- [Exercise instructions]: Transcribe these records exactly, dropping every picture.

#### Data excerpts

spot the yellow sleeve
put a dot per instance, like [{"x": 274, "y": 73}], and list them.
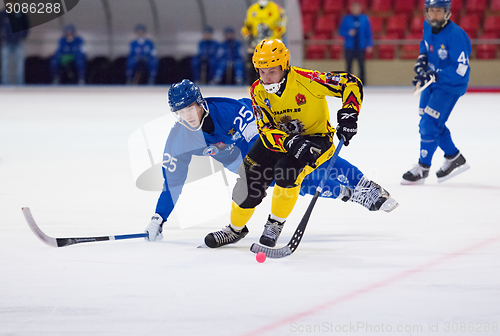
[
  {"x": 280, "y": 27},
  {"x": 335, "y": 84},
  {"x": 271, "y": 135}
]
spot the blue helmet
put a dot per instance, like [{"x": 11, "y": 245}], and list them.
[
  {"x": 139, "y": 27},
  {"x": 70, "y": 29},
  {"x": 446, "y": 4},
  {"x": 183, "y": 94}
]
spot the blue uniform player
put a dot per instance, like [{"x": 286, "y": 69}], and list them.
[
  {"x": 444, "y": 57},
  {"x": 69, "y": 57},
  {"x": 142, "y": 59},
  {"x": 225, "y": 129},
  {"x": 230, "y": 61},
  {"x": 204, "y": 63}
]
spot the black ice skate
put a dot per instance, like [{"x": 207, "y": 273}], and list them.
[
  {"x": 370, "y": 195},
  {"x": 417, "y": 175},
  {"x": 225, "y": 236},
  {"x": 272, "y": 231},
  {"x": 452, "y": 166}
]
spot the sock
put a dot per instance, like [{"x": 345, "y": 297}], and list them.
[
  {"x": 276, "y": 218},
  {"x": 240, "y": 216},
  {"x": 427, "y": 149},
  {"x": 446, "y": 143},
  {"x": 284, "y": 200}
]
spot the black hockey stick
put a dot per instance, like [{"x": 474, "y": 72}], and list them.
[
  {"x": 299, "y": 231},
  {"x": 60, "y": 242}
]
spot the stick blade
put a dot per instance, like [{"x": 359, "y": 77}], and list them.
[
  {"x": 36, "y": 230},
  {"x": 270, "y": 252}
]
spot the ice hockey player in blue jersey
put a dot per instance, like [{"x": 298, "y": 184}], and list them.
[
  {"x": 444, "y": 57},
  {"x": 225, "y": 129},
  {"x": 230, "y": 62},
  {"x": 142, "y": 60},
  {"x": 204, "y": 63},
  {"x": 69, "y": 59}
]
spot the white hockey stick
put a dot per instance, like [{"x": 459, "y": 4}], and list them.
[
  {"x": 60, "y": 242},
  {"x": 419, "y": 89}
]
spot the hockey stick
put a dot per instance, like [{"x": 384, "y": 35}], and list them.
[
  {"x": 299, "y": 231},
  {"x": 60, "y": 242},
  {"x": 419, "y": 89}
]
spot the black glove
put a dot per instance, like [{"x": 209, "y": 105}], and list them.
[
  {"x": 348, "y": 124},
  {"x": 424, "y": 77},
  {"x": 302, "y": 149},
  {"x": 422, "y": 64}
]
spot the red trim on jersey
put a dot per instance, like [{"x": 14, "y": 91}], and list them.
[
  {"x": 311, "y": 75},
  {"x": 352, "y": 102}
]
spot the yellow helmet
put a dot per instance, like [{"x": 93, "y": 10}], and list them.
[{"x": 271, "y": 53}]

########

- [Task result]:
spot the yellow sleeve
put a dot per instance, like [{"x": 274, "y": 73}], and list them.
[
  {"x": 280, "y": 27},
  {"x": 335, "y": 84},
  {"x": 271, "y": 135}
]
spot the blue helmet
put a dot per instance, like [{"x": 11, "y": 245}], and list them.
[
  {"x": 139, "y": 27},
  {"x": 70, "y": 29},
  {"x": 446, "y": 4},
  {"x": 183, "y": 94}
]
spot the blue uniform player
put a dot per instance, like [{"x": 286, "y": 69}], and list them.
[
  {"x": 444, "y": 57},
  {"x": 69, "y": 57},
  {"x": 142, "y": 59},
  {"x": 225, "y": 129},
  {"x": 230, "y": 61},
  {"x": 204, "y": 63}
]
spot the black ice skate
put a dot per instance, like [{"x": 207, "y": 273}], and list them.
[
  {"x": 370, "y": 195},
  {"x": 417, "y": 175},
  {"x": 225, "y": 236},
  {"x": 272, "y": 231},
  {"x": 452, "y": 166}
]
spot the sock
put a dot per instance, like [{"x": 345, "y": 297}], and list them.
[
  {"x": 276, "y": 218},
  {"x": 240, "y": 216},
  {"x": 427, "y": 149},
  {"x": 446, "y": 143},
  {"x": 284, "y": 200}
]
spot the black hockey stick
put a dot per instance, like [{"x": 474, "y": 72}], and list them.
[
  {"x": 299, "y": 231},
  {"x": 60, "y": 242}
]
spot the stick blade
put a dot per instance, like [{"x": 359, "y": 77}], and list them.
[
  {"x": 36, "y": 230},
  {"x": 270, "y": 252}
]
spot the ice hockey player in blue jersey
put a dot per instance, like [{"x": 298, "y": 184}], and list them.
[
  {"x": 444, "y": 57},
  {"x": 225, "y": 129},
  {"x": 230, "y": 62},
  {"x": 142, "y": 60},
  {"x": 204, "y": 63},
  {"x": 69, "y": 59}
]
spot the white hockey stick
put a dot per instance, like [{"x": 459, "y": 4}], and list them.
[
  {"x": 60, "y": 242},
  {"x": 419, "y": 89}
]
spot the hockey stick
put a dot per instance, like [{"x": 384, "y": 35}], and list them.
[
  {"x": 299, "y": 231},
  {"x": 60, "y": 242},
  {"x": 419, "y": 89}
]
spot the black glove
put a dot per instance, like [{"x": 209, "y": 105}], and list them.
[
  {"x": 348, "y": 124},
  {"x": 424, "y": 77},
  {"x": 302, "y": 149},
  {"x": 422, "y": 64}
]
spot the red trim on jersey
put a dot per instance, like [{"x": 14, "y": 91}], and list them.
[
  {"x": 311, "y": 75},
  {"x": 352, "y": 102}
]
spot the yellow helmet
put a dot per instance, like [{"x": 93, "y": 10}], and list them.
[{"x": 271, "y": 53}]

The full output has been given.